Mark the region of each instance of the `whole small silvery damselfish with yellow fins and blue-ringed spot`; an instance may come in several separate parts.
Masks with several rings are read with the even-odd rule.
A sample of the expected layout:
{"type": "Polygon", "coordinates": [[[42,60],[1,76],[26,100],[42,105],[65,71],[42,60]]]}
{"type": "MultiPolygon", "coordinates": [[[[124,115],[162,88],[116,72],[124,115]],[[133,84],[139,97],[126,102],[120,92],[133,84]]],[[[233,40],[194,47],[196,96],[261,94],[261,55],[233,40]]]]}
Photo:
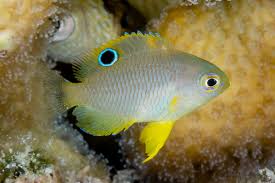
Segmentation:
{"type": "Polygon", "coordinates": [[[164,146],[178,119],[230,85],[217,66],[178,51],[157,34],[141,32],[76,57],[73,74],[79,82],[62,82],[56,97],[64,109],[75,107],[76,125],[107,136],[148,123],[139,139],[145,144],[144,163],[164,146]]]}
* * *
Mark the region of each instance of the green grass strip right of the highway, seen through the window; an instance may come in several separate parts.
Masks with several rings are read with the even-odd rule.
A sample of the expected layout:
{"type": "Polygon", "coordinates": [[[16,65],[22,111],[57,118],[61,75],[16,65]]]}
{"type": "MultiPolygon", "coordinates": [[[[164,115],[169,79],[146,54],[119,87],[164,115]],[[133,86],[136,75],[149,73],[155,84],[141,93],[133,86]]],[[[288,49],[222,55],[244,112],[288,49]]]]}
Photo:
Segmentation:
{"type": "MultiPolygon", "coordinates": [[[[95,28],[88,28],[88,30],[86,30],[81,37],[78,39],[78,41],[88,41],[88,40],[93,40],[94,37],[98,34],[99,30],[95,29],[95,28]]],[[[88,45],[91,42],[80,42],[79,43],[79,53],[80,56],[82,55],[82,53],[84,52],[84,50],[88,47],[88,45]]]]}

* **THE TASK**
Look for the word "Mark". Copy out every line of the data that has it.

* **RESPONSE AREA**
Mark the region of each instance of the `whole small silvery damselfish with yellow fins and blue-ringed spot`; an instance may come in several separate parts.
Mark the region of each instance of the green grass strip right of the highway, seen through the window; an instance may come in several separate parts.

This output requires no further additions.